- [Given data]
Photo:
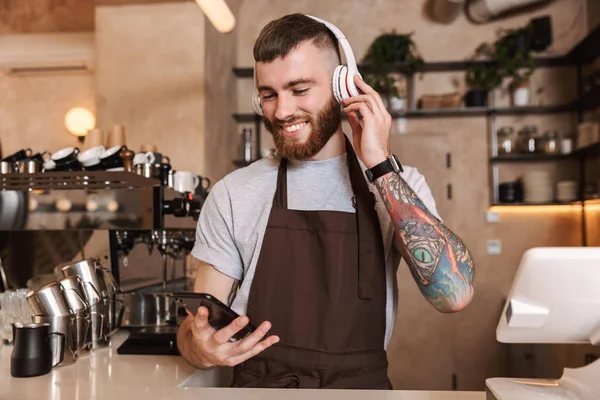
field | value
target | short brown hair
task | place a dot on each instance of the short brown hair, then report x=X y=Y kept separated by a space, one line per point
x=282 y=35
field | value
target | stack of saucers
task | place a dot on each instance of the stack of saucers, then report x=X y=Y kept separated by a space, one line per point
x=566 y=191
x=537 y=187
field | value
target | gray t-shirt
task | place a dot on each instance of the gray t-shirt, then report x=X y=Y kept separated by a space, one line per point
x=234 y=217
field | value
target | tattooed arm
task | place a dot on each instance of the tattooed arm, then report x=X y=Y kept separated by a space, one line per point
x=438 y=260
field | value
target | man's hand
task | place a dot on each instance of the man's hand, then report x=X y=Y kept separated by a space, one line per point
x=371 y=138
x=213 y=348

- [Prompt] Number every line of the listing above, skipping any blank lines and leaving out the picture.

- [Task solution]
1. Photo:
2. field | value
3. target | short brown hair
4. task | place a dot on each instance of the short brown hair, then report x=X y=Y kept separated by a space, one line per point
5. x=282 y=35
6. field | value
7. target | stack of saucers
8. task | place a dot on each instance of the stack of saucers, then report x=X y=Y kept separated by a space, one line per point
9. x=566 y=191
10. x=537 y=187
11. field | value
12. target | gray t-shirt
13. task | place a dot on each instance of the gray t-shirt, then report x=X y=Y kept separated by a space, one line per point
14. x=234 y=217
15. field | value
16. target | tattooed arm
17. task | place a dot on each instance of the tattooed arm, then report x=X y=Y kept separated by a space, one line per point
18. x=438 y=260
19. field | value
20. target | man's hand
21. task | place a dot on each instance of the man's hand, then report x=X y=Y kept separated by a space, one line per point
22. x=371 y=138
23. x=213 y=348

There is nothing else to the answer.